Task directions –
Locate the line that contains "[pin] black tire -- one per line". Print it and each following line through the end of the listing, verbatim, and nothing more.

-------- Input

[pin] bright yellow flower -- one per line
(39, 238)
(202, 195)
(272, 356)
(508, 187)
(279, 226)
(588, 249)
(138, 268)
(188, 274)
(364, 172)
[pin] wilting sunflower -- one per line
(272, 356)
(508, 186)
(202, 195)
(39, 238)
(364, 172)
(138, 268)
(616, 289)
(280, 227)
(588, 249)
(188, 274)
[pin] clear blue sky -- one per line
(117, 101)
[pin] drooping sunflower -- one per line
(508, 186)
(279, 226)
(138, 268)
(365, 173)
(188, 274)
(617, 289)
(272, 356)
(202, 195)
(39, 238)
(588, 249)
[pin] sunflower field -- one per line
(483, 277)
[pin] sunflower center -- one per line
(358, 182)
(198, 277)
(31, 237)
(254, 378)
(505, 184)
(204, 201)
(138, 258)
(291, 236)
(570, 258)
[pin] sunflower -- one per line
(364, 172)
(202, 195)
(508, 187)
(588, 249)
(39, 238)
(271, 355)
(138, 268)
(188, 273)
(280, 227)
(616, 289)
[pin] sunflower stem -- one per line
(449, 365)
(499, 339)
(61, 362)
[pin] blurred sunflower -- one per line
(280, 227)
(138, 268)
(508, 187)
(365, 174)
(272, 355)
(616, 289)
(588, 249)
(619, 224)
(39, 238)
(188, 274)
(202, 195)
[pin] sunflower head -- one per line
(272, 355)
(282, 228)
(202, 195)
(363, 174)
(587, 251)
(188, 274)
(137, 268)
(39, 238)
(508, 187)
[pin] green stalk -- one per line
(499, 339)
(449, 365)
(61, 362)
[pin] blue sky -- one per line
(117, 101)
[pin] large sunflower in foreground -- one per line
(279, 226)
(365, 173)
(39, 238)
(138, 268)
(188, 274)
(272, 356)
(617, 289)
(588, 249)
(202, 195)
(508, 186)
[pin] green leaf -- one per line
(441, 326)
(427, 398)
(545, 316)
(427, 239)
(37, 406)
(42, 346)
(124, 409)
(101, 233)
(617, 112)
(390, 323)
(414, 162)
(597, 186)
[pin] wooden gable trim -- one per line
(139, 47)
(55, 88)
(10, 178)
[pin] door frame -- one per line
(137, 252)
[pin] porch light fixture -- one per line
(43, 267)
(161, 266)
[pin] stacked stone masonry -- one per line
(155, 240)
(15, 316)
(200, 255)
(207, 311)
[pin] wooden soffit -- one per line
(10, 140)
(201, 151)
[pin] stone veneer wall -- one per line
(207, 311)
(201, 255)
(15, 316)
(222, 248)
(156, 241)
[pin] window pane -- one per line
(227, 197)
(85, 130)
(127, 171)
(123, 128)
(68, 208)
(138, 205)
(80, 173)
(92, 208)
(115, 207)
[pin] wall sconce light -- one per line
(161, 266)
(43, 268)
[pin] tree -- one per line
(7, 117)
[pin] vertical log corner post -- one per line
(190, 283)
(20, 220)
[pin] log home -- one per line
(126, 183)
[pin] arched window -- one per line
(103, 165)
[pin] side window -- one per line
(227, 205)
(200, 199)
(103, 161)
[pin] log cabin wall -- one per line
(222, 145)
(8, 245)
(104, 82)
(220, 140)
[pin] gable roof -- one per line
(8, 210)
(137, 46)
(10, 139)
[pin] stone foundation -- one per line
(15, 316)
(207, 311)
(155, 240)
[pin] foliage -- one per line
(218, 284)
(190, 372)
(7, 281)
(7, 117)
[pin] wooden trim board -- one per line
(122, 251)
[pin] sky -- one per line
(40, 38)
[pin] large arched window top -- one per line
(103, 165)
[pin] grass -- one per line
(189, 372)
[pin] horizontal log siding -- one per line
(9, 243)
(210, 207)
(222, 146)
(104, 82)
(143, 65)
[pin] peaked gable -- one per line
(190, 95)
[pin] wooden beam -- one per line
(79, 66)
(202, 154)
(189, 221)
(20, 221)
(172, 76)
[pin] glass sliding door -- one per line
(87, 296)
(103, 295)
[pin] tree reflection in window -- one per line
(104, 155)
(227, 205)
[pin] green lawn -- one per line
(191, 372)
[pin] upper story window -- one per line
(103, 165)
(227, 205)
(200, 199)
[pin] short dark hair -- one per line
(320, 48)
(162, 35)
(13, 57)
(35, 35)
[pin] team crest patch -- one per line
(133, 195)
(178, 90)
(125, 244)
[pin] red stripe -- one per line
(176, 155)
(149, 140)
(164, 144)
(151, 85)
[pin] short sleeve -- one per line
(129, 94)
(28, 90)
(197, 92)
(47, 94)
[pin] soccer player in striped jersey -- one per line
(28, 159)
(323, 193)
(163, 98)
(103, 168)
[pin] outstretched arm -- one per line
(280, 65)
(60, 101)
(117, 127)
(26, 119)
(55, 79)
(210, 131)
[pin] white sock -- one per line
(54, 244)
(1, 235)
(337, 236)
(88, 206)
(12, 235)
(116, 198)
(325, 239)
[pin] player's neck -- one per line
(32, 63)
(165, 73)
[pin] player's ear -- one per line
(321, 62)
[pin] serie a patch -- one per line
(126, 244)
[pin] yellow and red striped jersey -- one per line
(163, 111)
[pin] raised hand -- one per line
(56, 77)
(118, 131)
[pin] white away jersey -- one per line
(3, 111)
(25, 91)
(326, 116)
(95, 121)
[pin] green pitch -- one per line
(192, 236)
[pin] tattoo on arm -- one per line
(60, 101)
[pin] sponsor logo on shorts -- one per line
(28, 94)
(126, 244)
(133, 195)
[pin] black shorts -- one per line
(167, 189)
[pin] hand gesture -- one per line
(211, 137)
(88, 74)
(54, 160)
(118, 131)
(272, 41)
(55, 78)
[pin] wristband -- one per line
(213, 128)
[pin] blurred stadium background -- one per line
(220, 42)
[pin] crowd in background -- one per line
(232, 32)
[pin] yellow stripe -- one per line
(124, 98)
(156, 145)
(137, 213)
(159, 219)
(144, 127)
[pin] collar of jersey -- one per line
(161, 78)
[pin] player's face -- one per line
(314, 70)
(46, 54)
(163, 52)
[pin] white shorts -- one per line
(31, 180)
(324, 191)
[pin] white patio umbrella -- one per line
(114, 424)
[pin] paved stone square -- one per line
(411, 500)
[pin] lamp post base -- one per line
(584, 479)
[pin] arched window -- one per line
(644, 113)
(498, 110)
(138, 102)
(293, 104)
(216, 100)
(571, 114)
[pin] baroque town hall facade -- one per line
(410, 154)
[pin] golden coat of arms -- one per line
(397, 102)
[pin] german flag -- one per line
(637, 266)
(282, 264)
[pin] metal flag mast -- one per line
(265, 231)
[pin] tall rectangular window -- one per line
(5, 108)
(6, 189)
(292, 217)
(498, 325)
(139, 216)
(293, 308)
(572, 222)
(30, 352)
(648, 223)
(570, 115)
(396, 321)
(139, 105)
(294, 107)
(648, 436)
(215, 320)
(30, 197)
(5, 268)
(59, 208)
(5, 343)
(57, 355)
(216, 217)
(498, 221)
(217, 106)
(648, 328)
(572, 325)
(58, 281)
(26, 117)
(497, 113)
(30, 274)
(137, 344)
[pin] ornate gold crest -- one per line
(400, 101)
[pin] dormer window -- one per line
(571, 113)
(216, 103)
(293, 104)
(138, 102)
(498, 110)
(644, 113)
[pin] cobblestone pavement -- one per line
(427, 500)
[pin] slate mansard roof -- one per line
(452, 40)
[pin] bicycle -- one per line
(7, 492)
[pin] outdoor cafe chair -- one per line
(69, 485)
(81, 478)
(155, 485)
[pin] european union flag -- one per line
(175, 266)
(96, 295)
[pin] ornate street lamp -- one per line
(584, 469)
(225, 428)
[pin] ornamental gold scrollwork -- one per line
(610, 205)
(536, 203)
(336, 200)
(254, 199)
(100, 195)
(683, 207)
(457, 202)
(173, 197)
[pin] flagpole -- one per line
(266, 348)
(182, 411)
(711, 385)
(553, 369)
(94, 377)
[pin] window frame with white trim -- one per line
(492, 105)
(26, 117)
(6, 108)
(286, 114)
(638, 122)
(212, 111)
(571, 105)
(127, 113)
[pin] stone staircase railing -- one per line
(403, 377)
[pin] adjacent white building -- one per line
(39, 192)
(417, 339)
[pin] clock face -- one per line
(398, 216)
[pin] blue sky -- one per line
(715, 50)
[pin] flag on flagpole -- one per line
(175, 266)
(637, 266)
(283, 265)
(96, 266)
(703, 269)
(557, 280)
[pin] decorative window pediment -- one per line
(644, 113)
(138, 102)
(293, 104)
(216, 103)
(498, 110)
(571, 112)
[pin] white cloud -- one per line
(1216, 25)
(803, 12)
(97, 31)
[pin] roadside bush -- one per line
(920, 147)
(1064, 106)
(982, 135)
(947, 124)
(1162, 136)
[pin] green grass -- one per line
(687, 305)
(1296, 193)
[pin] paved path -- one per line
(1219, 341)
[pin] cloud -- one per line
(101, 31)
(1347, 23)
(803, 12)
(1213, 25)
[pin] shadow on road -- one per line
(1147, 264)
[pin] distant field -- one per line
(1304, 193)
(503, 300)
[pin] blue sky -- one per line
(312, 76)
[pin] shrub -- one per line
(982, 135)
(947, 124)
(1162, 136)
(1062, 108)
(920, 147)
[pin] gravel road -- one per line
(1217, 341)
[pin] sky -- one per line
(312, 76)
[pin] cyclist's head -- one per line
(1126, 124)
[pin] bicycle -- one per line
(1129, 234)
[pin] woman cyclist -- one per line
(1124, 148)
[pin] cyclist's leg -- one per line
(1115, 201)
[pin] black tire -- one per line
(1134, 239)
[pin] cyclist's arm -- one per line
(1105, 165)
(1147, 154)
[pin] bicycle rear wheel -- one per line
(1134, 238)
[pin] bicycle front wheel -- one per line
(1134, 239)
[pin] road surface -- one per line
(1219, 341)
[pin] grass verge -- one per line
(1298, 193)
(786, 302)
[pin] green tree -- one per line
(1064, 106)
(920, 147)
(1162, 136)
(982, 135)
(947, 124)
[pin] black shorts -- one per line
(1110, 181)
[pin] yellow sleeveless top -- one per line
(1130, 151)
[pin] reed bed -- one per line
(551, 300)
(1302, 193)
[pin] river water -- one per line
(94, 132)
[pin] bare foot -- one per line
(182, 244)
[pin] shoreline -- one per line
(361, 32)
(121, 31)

----------------

Complete response –
[pin] black tire -- one per line
(1134, 239)
[pin] cyclist's arm -- one per line
(1105, 165)
(1147, 154)
[pin] bicycle rear wheel -- one per line
(1134, 238)
[pin] bicycle front wheel -- one per line
(1134, 239)
[pin] road surface -- one per line
(1219, 341)
[pin] grass verge -- one per line
(1298, 193)
(786, 302)
[pin] green tree -- one per line
(1064, 106)
(920, 147)
(1162, 136)
(982, 135)
(947, 124)
[pin] black shorts -- one per line
(1110, 181)
[pin] yellow sleeveless top -- one per line
(1130, 151)
[pin] reed bed -- one per line
(551, 300)
(1302, 193)
[pin] river water -- one per line
(94, 132)
[pin] bare foot -- one per line
(182, 244)
[pin] shoreline -- one per line
(361, 32)
(121, 31)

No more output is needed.